▸ Provided records:
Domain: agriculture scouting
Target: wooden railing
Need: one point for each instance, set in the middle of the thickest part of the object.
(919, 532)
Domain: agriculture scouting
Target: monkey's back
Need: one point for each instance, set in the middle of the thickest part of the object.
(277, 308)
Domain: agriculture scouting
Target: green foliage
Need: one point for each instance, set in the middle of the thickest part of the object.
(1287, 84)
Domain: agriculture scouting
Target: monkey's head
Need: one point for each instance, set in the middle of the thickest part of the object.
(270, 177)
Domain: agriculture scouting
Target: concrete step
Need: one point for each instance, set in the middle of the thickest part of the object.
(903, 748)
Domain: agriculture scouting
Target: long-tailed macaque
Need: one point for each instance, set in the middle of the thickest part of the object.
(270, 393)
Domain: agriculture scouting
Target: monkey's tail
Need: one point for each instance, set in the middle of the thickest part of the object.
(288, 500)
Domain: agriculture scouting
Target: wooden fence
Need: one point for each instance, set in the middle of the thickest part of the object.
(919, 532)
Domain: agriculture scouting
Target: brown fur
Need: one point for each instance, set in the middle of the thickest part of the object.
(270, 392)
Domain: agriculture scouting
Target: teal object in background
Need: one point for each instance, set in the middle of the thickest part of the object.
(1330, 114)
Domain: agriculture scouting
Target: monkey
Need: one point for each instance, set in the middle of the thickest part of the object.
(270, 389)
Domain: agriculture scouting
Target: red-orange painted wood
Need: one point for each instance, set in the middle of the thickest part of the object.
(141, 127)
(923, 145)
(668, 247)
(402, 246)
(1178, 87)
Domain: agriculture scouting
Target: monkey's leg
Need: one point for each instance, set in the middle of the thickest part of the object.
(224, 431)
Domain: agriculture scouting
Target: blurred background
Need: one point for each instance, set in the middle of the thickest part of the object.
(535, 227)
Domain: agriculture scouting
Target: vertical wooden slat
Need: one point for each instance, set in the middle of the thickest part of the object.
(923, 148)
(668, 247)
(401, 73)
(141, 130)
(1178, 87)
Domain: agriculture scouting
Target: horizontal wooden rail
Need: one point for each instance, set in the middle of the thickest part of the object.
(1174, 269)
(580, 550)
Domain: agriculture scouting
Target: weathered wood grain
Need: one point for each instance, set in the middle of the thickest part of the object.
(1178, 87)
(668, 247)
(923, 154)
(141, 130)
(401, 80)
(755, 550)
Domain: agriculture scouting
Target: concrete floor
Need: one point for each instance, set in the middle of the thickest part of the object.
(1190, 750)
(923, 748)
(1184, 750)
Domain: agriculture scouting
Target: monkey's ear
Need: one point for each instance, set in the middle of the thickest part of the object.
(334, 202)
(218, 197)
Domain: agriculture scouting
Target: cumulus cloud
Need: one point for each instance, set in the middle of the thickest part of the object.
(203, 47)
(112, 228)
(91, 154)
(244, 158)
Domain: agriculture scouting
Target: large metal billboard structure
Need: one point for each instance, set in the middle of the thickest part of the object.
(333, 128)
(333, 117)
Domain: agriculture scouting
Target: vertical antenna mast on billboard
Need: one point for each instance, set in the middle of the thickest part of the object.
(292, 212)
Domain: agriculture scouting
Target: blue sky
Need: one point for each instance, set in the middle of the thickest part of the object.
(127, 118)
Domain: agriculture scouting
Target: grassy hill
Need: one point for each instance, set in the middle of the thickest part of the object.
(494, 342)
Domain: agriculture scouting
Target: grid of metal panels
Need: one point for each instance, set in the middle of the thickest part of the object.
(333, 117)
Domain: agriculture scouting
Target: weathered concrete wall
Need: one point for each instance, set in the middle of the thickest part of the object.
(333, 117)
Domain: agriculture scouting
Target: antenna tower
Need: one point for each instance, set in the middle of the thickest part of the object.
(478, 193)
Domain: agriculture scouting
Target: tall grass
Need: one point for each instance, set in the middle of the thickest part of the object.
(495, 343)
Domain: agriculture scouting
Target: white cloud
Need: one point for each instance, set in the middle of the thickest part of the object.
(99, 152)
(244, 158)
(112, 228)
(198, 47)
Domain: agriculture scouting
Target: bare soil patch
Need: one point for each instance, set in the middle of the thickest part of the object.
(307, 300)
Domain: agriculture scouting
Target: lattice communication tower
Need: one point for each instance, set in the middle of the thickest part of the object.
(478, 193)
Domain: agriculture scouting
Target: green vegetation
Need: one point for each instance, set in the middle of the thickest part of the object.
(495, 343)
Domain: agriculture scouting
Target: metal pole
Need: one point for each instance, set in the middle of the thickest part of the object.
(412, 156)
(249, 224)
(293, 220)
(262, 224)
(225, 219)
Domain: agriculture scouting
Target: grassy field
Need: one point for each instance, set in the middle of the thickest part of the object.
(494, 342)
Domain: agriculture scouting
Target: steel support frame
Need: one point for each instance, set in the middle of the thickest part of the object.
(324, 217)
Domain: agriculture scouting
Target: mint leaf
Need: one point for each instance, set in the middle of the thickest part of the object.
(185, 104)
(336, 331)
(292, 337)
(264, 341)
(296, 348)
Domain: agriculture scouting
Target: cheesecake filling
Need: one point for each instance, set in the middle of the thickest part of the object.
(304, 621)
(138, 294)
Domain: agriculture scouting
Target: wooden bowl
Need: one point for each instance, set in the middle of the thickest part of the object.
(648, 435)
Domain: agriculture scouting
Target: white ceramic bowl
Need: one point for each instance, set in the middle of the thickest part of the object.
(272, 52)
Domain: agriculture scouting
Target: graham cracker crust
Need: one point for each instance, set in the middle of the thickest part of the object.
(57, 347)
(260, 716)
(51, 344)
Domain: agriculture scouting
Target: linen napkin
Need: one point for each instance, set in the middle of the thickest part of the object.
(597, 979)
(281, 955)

▸ Problem description: Retype exactly, and only, the lines above from the one where "Target: large metal billboard structure" occurs up to and including the one where "Target: weathered concrete wall" occurs.

▸ Response:
Target: large metal billboard structure
Need: one point for each instance, set in the middle of the thickest part of the object.
(333, 128)
(333, 117)
Domain: agriculture scouting
Target: vertical antenna mast on billboard
Need: one point for each instance, set in the middle of the thickest part of the object.
(292, 212)
Domain: agriculture scouting
Target: blue sky
Need: one point for each instance, set in the middle of the thickest part of the object.
(127, 118)
Domain: agriculture scouting
Target: grassy hill
Need: one point for each instance, set in the middle of the thickest part of the object.
(494, 342)
Domain: agriculture scouting
Target: grid of metal panels
Need: one point for each instance, set in the middle of the thickest part of the object.
(333, 117)
Domain: agriculture scouting
Target: weathered concrete wall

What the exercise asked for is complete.